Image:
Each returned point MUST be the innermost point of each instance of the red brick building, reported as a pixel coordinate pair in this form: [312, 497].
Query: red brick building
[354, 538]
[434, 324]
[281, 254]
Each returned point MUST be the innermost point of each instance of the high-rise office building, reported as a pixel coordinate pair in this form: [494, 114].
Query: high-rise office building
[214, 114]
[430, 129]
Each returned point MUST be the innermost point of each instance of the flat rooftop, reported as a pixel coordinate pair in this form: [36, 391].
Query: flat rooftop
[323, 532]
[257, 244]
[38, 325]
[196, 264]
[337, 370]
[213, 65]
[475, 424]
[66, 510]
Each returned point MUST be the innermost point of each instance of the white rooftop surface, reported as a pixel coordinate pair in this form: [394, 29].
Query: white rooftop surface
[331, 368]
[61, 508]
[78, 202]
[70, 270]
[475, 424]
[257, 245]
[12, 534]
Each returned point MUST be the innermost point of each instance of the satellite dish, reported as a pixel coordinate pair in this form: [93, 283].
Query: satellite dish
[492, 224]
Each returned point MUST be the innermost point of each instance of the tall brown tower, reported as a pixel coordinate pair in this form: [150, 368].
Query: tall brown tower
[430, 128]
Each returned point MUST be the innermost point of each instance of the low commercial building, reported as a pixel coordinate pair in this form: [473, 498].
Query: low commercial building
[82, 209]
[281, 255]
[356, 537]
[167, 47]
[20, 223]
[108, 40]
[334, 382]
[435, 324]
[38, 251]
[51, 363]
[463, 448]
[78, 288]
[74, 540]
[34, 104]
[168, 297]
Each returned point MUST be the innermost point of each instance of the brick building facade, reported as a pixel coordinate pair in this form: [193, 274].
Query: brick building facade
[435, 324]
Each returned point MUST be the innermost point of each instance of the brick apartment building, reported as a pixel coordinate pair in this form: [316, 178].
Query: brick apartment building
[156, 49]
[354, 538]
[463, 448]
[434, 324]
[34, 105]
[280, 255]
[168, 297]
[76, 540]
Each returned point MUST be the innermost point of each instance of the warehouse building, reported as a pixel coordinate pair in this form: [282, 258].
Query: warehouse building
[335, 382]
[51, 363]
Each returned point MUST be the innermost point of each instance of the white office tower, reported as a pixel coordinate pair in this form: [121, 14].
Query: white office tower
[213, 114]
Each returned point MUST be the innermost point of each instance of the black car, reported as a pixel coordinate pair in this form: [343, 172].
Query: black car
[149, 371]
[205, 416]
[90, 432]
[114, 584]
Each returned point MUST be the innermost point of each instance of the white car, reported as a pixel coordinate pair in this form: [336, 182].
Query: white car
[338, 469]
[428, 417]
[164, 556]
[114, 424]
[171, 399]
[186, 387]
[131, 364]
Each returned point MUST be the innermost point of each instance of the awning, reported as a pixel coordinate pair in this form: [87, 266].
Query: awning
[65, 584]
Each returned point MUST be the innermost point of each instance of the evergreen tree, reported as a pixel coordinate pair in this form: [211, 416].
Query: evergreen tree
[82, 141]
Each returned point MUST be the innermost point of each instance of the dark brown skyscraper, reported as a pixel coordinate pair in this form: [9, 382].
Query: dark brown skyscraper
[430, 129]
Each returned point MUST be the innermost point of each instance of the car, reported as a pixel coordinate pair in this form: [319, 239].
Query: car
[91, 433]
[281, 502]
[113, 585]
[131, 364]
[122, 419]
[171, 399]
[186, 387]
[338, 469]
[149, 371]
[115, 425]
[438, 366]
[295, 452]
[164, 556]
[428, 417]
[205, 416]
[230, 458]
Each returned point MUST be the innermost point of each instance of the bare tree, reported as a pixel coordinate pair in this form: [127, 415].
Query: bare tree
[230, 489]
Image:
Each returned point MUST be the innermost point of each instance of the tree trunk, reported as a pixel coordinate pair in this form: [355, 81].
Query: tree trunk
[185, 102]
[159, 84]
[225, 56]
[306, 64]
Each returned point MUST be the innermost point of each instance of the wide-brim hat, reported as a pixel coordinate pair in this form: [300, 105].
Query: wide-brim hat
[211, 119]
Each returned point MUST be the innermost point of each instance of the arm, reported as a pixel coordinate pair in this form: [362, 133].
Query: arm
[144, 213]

══════════════════════════════

DIRECTIONS FOR THIS TASK:
Send back every record, precisely as written.

COMPLETE OUTPUT:
Image:
Each returned point MUST be the innermost point of each instance of the red brick building, reported as a pixel coordinate pair in this form: [312, 497].
Query: red brick building
[354, 538]
[434, 324]
[281, 254]
Each returned point MUST be the innermost point of each instance of the high-rise office building, reported as a pixel coordinate pair in this form: [494, 114].
Query: high-rise office building
[214, 114]
[430, 129]
Each returned point MUST be the innermost point of each instance of the flat rooftop, reported as a pixel coordinate pair in this form: [36, 391].
Query: flat rooftop
[323, 532]
[257, 244]
[38, 325]
[196, 264]
[337, 370]
[213, 65]
[475, 424]
[66, 510]
Each returned point MUST be the innermost point of each instance of the white rooftop surface, reported as a pixel coordinate pair in this form: [394, 29].
Query: white rooftop surface
[331, 368]
[61, 508]
[78, 202]
[70, 270]
[475, 424]
[257, 245]
[12, 534]
Each returned point MUST be the innermost point of each instance of the satellite dish, reported as a pixel coordinate pair in this form: [93, 283].
Query: satellite dish
[492, 224]
Each returned point MUST be the innermost point of each instance of the tall brown tower, reported as a pixel coordinate pair in this form: [150, 368].
Query: tall brown tower
[430, 128]
Each returned point MUST be the innermost point of each instance of the low commercial building, reported as a pixel coordinate pair in this form: [473, 498].
Query: low commercial building
[82, 209]
[281, 255]
[356, 537]
[167, 47]
[20, 223]
[108, 40]
[334, 382]
[435, 324]
[38, 251]
[51, 363]
[463, 448]
[78, 288]
[74, 540]
[34, 104]
[168, 297]
Each returned point MUST be the innermost point of each instance of the brick building facade, reported as a pixel coordinate pair in this form: [193, 274].
Query: brick building facade
[435, 324]
Each returned point MUST be the innermost point of each instance of the brick apartment building, reported as a pixel coordinate pair in this form: [316, 178].
Query: brick apartment building
[156, 49]
[354, 538]
[463, 448]
[434, 324]
[34, 105]
[280, 255]
[168, 297]
[76, 540]
Each returned point MUST be the innermost point of each instance of the warehouse building, reported as a pixel coordinate pair in this form: [282, 258].
Query: warehouse building
[335, 382]
[51, 363]
Each returned point MUST be the innermost point of each instance of the white office tower, reported as a pixel coordinate pair in this form: [121, 14].
Query: white office tower
[213, 114]
Each returned point MUST be the innermost point of each instance of the black car, reported as a pixel coordinate pair in this form: [343, 172].
Query: black car
[149, 371]
[205, 416]
[90, 432]
[114, 584]
Each returned point MUST be the innermost point of each instance of the white car, reported as a pixel coordinate pair in this form: [336, 182].
Query: white car
[338, 469]
[428, 417]
[164, 556]
[114, 424]
[171, 399]
[186, 387]
[131, 364]
Each returned point MUST be the innermost point of each instance of the awning, reported as a pixel coordinate pair in this form: [87, 266].
Query: awning
[65, 584]
Each returned point MUST be the innermost point of each instance of the evergreen tree, reported as a pixel coordinate pair in this form: [211, 416].
Query: evergreen tree
[82, 141]
Each returned point MUST be the innermost point of each instance of the dark brown skyscraper, reported as a pixel coordinate pair in this form: [9, 382].
Query: dark brown skyscraper
[430, 129]
Each returned point MUST be the innermost point of each instance of the car, reported as a pixel coordinate pair in this form: [319, 239].
Query: car
[91, 433]
[281, 502]
[113, 585]
[131, 364]
[122, 419]
[171, 399]
[186, 387]
[338, 469]
[149, 371]
[115, 425]
[438, 366]
[295, 452]
[164, 556]
[428, 417]
[205, 416]
[230, 458]
Each returned point MUST be the innermost point of each instance of the bare tree, reported as a pixel coordinate pair in this form: [127, 415].
Query: bare tree
[230, 489]
Image:
Each returned point MUST be the innermost point of each instance of the tree trunk, reported as a pixel coordinate pair in this form: [355, 81].
Query: tree trunk
[185, 102]
[159, 84]
[225, 56]
[306, 64]
Each returned point MUST be the innermost point of each instance of the wide-brim hat, reported as a pixel coordinate pair in this form: [300, 105].
Query: wide-brim hat
[211, 119]
Each returned point MUST be the innermost point of each instance of the arm, reported as a pixel coordinate pair in this form: [362, 133].
Query: arm
[144, 213]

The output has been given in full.